税関当局は、サンクトペテルブルクの商事裁判所で、商標「Dr Pepper Est. 1885」のラベルが付いた商品を輸入したロシアの会社Foreign Brandsに対して訴訟を提起した。これは、税関当局が国境管理において模倣品の輸送を疑う場合に行われる日常的な手続きで、そのような場合に商標権者は訴訟への参加を制限される第三者となる。
訴訟でNovargo Inc c/o Rla Distribution Services Corp., USAから商品が発送されたことが明らかにされた。税関当局がロシアにおける商標登録を調べたところ、英国の会社であるEuropean Refreshmentsの名前で登録されたいくつかの商標があり、ノンアルコール飲料を含む32類の商品を指定して登録された商標(登録番号535941、535939、172741)があることが判明した。
税関当局の主張は棄却され、控訴裁判所でも敗訴し、知的財産裁判所(知財裁判所)に上訴した。
知財裁判所は、記録されたすべての文書を調べ、Foreign Brandsがロシアでの販売を目的として「Dr Pepper Est. 1885」というラベルの付いた商品の税関申告をしていたことが分かった。税関申告書には荷送人がNovargo Inc C/O Rla Distribution Services Corp(USA)と記されていた。
税関当局は、European Refreshmentsにノンアルコール飲料を含む32類の商品を指定した「Dr Pepper」について(登録番号535941、535939、172741)の商標を所有していることを通知した。European Refreshmentsは、商標「Dr Pepper」の使用をForeign Brandsに許可しておらず、両社間に何ら契約は存在していなかった。
これまでの裁判所は、米国のForeign Brandsによってロシアに持ち込まれた係争中の商品が、認可された販売者であるRLA Distribution Servicesから購入されたものと認定した。商品には、「Dr Pepper Est. 1885」という商標が付けられていた。商標は外国企業のDr Pepper/Seven Upが国際登録していたが、ロシア連邦では保護されていない。Foreign Brandsが係争中の商品に当該ラベルを付けたものであった。

# 必要な作業:
(A) 本文抜粋の「訴訟でNovargo Inc c/o」から「所(知財裁判所)に上訴した。」までの部分を、一字も変えずに抜き出すこと。
(B) 本文抜粋によると、European Refreshmentsはどこの国の会社か。

# 与えられた項目:
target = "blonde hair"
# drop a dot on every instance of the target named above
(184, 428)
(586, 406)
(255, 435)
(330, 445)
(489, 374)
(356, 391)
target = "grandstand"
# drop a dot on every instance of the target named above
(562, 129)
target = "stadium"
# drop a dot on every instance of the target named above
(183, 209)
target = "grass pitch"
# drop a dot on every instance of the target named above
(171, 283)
...
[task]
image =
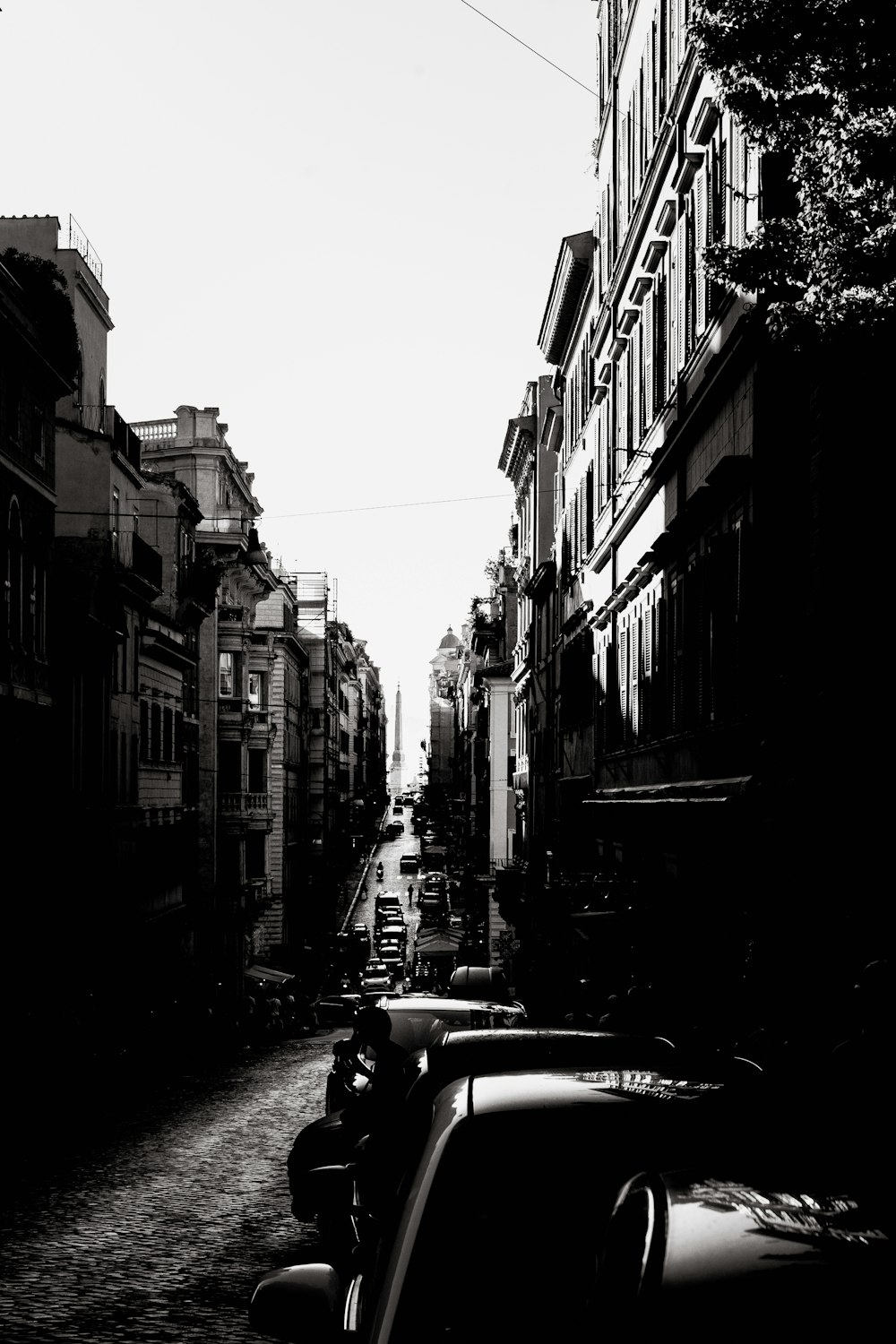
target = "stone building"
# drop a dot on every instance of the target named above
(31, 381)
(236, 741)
...
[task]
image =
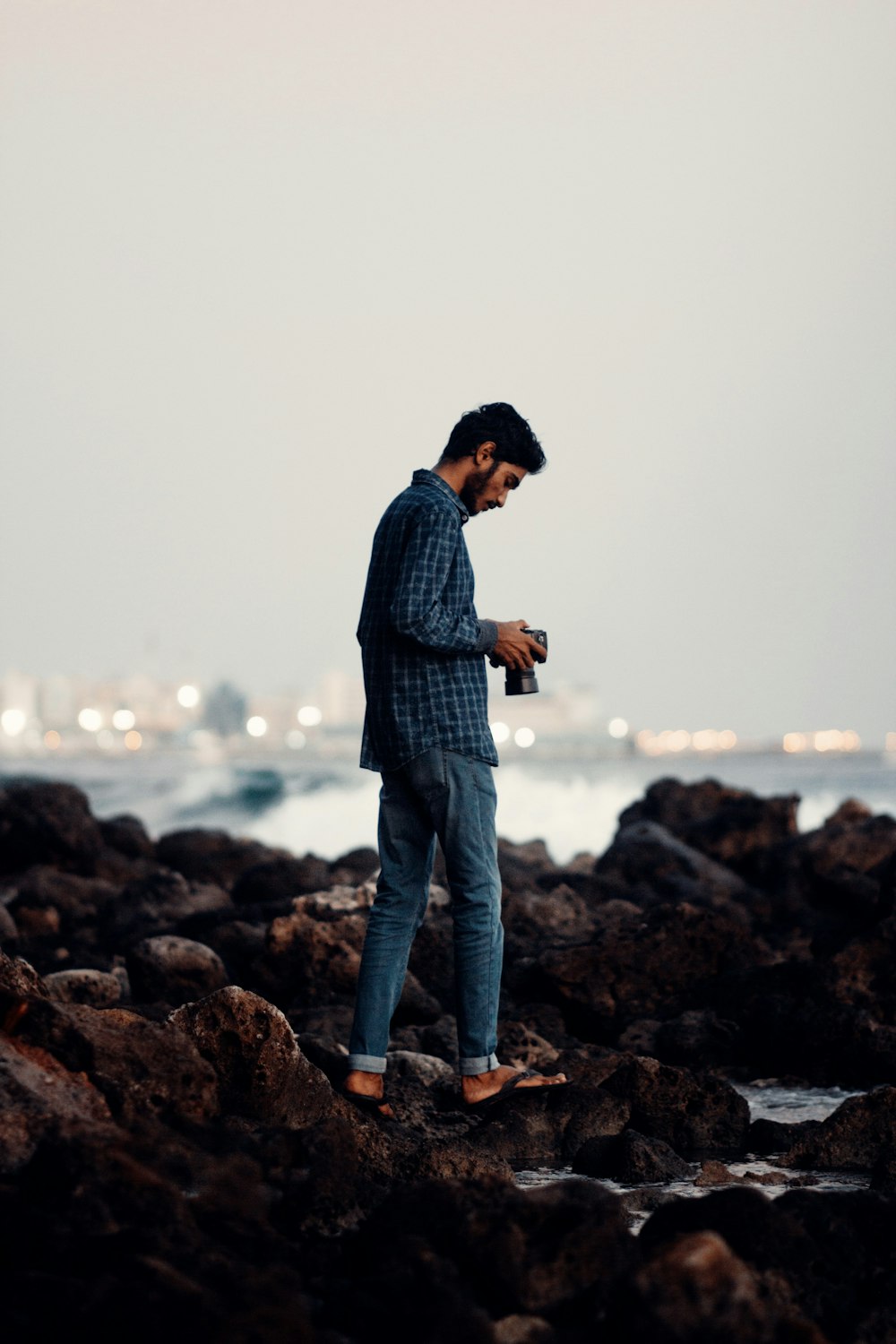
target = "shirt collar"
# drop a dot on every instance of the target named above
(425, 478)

# 解決済み問題:
(A)
訴訟でNovargo Inc c/o Rla Distribution Services Corp., USAから商品が発送されたことが明らかにされた。税関当局がロシアにおける商標登録を調べたところ、英国の会社であるEuropean Refreshmentsの名前で登録されたいくつかの商標があり、ノンアルコール飲料を含む32類の商品を指定して登録された商標(登録番号535941、535939、172741)があることが判明した。
税関当局の主張は棄却され、控訴裁判所でも敗訴し、知的財産裁判所(知財裁判所)に上訴した。

(B) 英国の会社である。